DESCRIPTION OF THE TASK
Repeat word for word the stretch of the article on cacao traits that starts at the words "Algorithms to the" and runs through "connecting RNA sequences.".

TEXT SECTION
-------------------------

By Laxmi Parida
The USDA, Mars Inc. and IBM recently announced progress in identifying traits in the relationship between a cacao tree’s pod color and its sustainability and taste. This marking of phenotype (traits) is still a biological challenge requiring complex algorithms to crack the Big Data of genomes.
While a number of plant and animal genomes have been assembled, the amount of information they represent is massive. An average organism has 30,000 genes on average, but it can vary wildly across species. In fact, genomically, plants are more complex than animals due to having more than two homologous sets of chromosomes (polyploidy) in some. And just as large is the number of potential experiments to validate any hypothesis on these! Linking traits on the genome is still the most difficult question in biology – the Holy Grail of genetics.
Algorithms to the rescue
Anecdotally, cacao breeders in the field have observed the match between pod color and taste. Now our algorithms can verify the connection between these traits, down to connecting RNA sequences.

-------------------------

Data items
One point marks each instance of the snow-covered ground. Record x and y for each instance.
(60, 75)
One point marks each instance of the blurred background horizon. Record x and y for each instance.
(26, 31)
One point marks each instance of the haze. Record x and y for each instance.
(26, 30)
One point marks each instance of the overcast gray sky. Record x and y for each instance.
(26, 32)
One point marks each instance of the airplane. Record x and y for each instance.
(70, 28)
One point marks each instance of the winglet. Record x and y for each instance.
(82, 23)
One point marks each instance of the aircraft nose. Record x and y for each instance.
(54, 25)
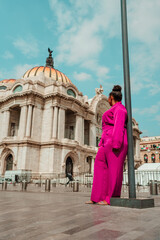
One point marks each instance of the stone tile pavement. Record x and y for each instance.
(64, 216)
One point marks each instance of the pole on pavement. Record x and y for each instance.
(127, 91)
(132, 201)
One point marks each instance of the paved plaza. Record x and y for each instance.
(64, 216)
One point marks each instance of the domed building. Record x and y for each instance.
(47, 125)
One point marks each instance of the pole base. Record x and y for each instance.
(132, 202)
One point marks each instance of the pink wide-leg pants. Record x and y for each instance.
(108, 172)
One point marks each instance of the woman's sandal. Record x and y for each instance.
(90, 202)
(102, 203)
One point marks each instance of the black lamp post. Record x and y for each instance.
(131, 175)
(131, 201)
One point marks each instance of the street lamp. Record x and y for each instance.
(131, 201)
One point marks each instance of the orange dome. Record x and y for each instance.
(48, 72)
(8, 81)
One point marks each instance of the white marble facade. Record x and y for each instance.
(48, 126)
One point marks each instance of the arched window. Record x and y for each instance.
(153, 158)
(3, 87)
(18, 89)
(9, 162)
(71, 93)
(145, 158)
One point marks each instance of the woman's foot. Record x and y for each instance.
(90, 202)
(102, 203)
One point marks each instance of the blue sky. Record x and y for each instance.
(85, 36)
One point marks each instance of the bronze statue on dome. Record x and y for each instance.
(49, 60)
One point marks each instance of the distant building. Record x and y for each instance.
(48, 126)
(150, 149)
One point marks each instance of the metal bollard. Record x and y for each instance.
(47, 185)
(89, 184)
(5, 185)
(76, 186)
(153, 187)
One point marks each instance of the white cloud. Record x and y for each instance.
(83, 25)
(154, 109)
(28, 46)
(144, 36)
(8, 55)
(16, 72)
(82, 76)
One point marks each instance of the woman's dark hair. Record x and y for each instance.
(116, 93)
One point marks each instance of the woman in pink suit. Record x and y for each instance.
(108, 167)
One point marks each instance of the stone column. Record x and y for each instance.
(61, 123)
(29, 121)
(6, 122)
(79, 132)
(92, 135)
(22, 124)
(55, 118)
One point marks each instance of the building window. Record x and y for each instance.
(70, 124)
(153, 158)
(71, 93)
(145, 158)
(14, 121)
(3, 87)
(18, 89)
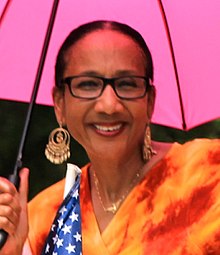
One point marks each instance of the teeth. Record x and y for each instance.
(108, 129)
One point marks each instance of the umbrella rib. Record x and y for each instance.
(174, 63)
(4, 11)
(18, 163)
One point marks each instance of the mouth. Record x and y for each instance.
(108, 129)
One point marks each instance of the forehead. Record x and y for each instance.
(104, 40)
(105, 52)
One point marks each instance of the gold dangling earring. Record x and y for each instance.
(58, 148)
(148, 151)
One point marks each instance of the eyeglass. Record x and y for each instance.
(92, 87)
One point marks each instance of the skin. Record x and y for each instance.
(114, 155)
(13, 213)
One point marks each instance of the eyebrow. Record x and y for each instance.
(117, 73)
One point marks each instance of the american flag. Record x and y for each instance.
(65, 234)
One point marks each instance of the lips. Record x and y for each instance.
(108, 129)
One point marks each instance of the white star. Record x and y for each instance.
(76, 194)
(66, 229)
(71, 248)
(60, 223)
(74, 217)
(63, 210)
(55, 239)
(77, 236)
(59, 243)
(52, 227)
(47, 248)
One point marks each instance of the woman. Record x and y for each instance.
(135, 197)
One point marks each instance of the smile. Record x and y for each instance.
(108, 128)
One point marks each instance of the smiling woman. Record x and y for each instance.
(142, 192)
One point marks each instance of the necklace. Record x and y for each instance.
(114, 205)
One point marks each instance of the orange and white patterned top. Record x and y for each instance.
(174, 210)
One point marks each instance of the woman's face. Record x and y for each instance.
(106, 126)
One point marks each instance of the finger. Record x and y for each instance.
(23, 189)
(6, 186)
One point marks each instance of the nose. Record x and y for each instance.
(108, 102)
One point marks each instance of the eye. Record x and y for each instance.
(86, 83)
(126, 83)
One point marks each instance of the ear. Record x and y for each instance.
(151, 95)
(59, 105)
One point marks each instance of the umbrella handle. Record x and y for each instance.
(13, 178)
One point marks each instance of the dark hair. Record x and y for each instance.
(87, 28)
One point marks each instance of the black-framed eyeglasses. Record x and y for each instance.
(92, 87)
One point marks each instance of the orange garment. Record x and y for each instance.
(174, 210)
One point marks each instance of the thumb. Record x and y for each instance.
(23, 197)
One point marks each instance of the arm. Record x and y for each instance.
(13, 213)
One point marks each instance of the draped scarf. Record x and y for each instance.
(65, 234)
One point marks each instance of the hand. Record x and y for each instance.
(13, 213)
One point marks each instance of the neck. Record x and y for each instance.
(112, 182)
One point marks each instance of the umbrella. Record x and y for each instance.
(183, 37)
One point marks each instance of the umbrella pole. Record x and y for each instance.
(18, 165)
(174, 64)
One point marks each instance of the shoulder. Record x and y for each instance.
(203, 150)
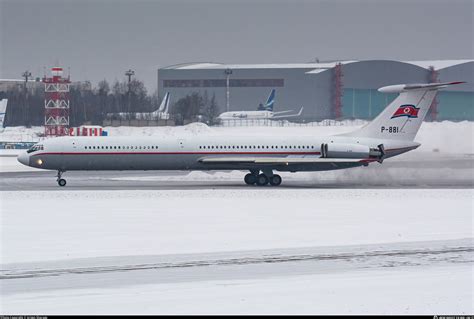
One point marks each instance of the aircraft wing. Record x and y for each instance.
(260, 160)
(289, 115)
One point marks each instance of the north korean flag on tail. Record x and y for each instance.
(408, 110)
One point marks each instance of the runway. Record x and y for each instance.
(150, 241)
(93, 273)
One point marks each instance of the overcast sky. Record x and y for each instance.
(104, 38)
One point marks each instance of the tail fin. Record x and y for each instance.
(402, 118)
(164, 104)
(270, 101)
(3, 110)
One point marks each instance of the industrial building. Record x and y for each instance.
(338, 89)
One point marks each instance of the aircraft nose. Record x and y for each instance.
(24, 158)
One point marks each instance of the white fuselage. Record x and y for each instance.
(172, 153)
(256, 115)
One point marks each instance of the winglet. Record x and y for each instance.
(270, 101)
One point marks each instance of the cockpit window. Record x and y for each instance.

-------------------------

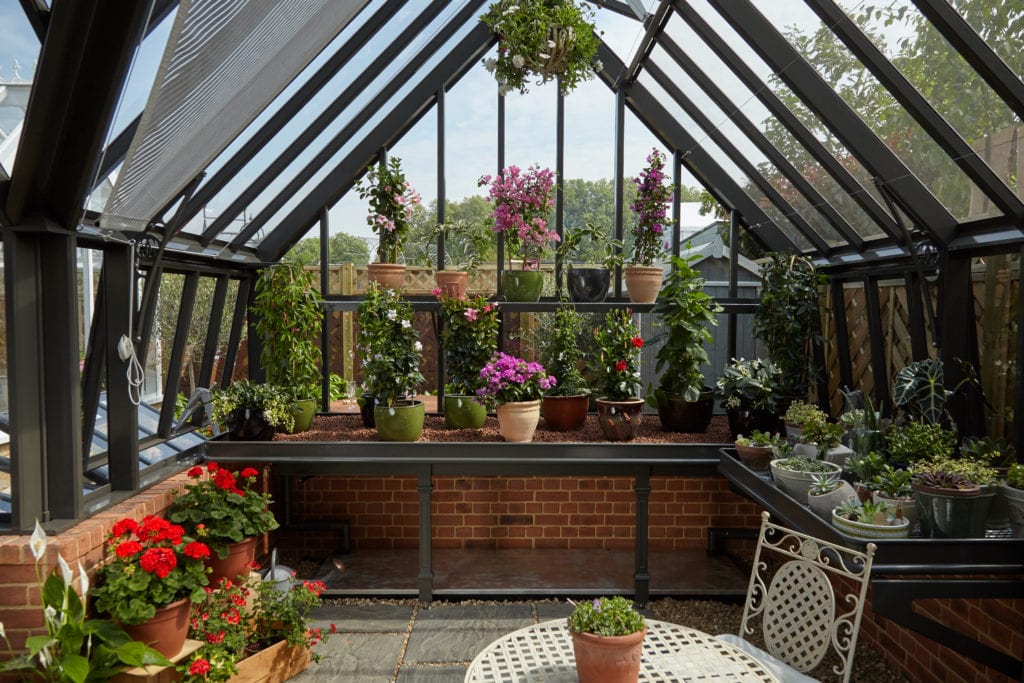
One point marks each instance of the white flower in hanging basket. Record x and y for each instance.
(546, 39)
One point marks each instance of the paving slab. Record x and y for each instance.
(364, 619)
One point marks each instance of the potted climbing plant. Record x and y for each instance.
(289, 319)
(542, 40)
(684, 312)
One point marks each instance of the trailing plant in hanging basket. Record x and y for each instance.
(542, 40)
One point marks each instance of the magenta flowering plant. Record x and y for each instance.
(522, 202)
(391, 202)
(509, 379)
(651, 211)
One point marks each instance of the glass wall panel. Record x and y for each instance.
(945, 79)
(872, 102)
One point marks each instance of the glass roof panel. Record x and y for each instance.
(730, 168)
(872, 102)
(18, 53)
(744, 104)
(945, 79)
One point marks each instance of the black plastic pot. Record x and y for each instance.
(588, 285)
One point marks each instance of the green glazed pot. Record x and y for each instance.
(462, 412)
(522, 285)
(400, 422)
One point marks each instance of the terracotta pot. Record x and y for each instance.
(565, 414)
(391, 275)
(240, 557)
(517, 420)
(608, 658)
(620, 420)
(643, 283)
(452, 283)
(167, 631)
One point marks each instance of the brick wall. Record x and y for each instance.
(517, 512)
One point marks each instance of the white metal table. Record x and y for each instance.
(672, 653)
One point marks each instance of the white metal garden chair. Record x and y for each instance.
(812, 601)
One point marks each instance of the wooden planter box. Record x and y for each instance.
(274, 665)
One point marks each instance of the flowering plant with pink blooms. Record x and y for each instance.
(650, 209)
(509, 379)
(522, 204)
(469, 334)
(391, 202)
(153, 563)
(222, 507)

-------------------------

ANSWER TO THIS PROBLEM
Algorithms to the rescue
Anecdotally, cacao breeders in the field have observed the match between pod color and taste. Now our algorithms can verify the connection between these traits, down to connecting RNA sequences.